▸ 本文抜粋:
• • • • •
April, 9, 2021, Glasgow--エンタングルフォトンを使って従来のホログラフィックアプローチの限界を克服する新しいタイプの量子ホログラフィは、医療イメージングの改善、量子情報科学の進歩促進につながる。

グラスゴー大学(University of Glasgow)の物理学チームは、量子力学的エンタングルフォトンを使ってホログラムに情報をエンコードする方法を世界で初めて発見した。

ホログラフィは、クレジットカードやパスポートに印刷されたセキュリティ画像として利用されており、多くの人々に馴染みがあるが、他にも多くの実用的なアプリケーション、データストレージ、医療イメージングや防衛などがある。

古典的なホログラフィは、レーザ光ビームを2つの経路に分割して3D物体の2D表現を作る。一方のビームのパスは、物体波として知らており、それがホログラフの被写体を照射し、反射光はカメラ、あるいは特別なホログラフィックフィルムで集められる。第2のビームのパスはレファランスビームであり、被写体に触れることなく、ミラーから直接収集面で跳ね回る。

ホログラフは、2つのビームが出合う光の位相差を計測することで作られる。その位相は、第1ビームと第2ビームが混合し、相互干渉する量である。それは「コヒレンス」として知られる光の特性により可能になるプロセスである。

グラスゴーのチームの新しい量子ホログラフィプロセスも2つのパスに分かれるレーザ光のビームを使うが、古典的ホログラフィと違い、そのビームは再結合することはない。その代わり、そのプロセスは、量子エンタングルメント、アインシュタインの有名な「遠隔操作」という独特の特性を利用して、ビームが永遠に分離されていてもホログラフィの構成に必要なコヒレンス情報を収集する。
• • • • •
▸ 演習課題:
• 1. 量子ホログラフィに関する本文抜粋を読み、次の問いに答えてください。
(a) ホログラムに情報をエンコードする方法を発見したのは、どの大学の物理学チームですか。
(b) ホログラフィがセキュリティ画像として印刷されている例として、何が挙げられていますか。
(c) 新しい量子ホログラフィのプロセスでは、2つに分かれたビームが古典的ホログラフィとどのように異なりますか。
• 2. 量子ホログラフィに関する本文抜粋の続きを、最後の文の後から書いてください。
• • • • •
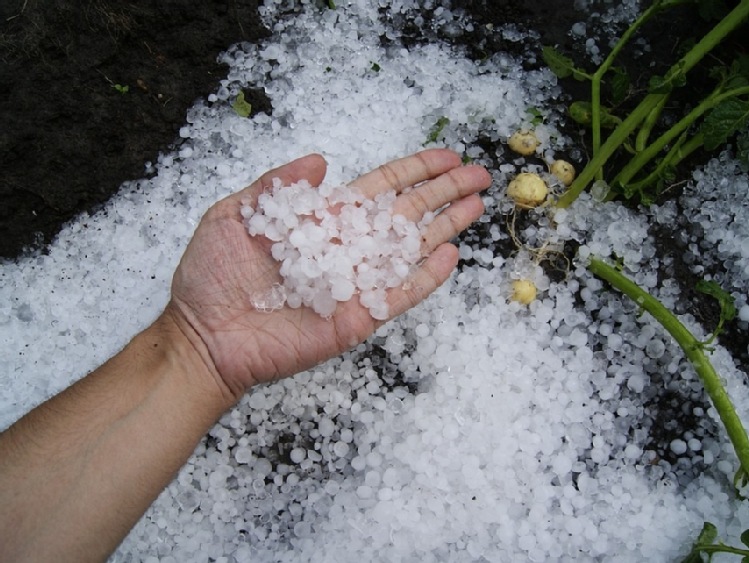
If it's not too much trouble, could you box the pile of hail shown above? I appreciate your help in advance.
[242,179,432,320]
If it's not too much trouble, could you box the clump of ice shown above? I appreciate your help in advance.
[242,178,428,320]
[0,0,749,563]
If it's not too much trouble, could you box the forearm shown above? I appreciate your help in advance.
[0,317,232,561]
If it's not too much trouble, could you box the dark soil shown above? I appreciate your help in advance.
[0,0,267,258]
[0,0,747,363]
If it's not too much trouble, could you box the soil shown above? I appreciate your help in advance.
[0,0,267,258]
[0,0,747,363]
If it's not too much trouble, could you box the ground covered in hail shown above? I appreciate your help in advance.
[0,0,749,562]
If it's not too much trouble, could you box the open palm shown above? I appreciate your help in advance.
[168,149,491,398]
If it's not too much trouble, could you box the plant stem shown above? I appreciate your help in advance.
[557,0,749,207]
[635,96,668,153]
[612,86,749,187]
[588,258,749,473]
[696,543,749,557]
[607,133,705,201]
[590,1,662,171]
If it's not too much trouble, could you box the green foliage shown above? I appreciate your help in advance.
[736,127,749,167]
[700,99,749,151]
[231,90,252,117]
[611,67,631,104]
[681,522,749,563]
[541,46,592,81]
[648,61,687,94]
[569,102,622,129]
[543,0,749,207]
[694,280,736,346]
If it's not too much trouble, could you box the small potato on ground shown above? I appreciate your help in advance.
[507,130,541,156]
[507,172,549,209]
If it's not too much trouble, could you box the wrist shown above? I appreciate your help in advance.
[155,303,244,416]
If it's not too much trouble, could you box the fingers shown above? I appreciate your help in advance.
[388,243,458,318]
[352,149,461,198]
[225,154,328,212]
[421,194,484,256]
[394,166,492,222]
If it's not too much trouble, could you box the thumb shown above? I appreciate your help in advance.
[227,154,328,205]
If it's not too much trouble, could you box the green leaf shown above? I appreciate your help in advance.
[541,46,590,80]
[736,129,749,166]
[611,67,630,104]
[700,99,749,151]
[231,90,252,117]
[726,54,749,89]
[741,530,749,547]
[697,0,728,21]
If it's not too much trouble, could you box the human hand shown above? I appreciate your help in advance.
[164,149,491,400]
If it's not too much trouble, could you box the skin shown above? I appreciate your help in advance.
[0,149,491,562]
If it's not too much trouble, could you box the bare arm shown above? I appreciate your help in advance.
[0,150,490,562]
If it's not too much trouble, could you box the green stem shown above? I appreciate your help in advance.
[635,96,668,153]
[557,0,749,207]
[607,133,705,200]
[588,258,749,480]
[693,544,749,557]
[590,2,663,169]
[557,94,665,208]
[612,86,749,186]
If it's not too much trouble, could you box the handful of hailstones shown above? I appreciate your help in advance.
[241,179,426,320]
• • • • •
▸ 演習の解答:
• 1.
(a) グラスゴー大学(University of Glasgow)の物理学チームです。
(b) クレジットカードとパスポートです。
(c) 古典的ホログラフィと違い、ビームは再結合しません。

• 2.
そのプロセスは、ビームを2つに分ける特殊な非線形結晶に青色レーザを照射することで研究室で始まり、そのプロセスでエンタングルフォトンが形成された。エンタングルフォトンは、それらがどんなに遠く離れていても、本質的にリンクしている。エイジェントが一方のフォトンに作用すると、その相方(パートナー)も影響される。チームのプロセスにおけるフォトンは、進行する方向と、偏光の両方でエンタングルしている。

エンタングルしたフォトンの2つのストリームは、次に異なる経路で送られる。一方のフォトンストリームは、古典的ホログラフィで物体波に相当するが、通過するフォトンの減速を計測することで標的物体の厚さや偏光応答をプローブするために使用される。光の波形は、それが物体を透過すると様々な度合いでシフトし、光の位相を変える。

それと同時に、そのエンタングルした相方(entangled partner)は空間光変調器に当たる、つまりレファランスビームと同等である。空間光変調器は、それを透過する光の速度を断片的に減速させる光デバイス。フォトンがその変調器を透過すると、フォトンは、標的物体をプローブしたエンタングル相方と比べて、異なる位相を持つ。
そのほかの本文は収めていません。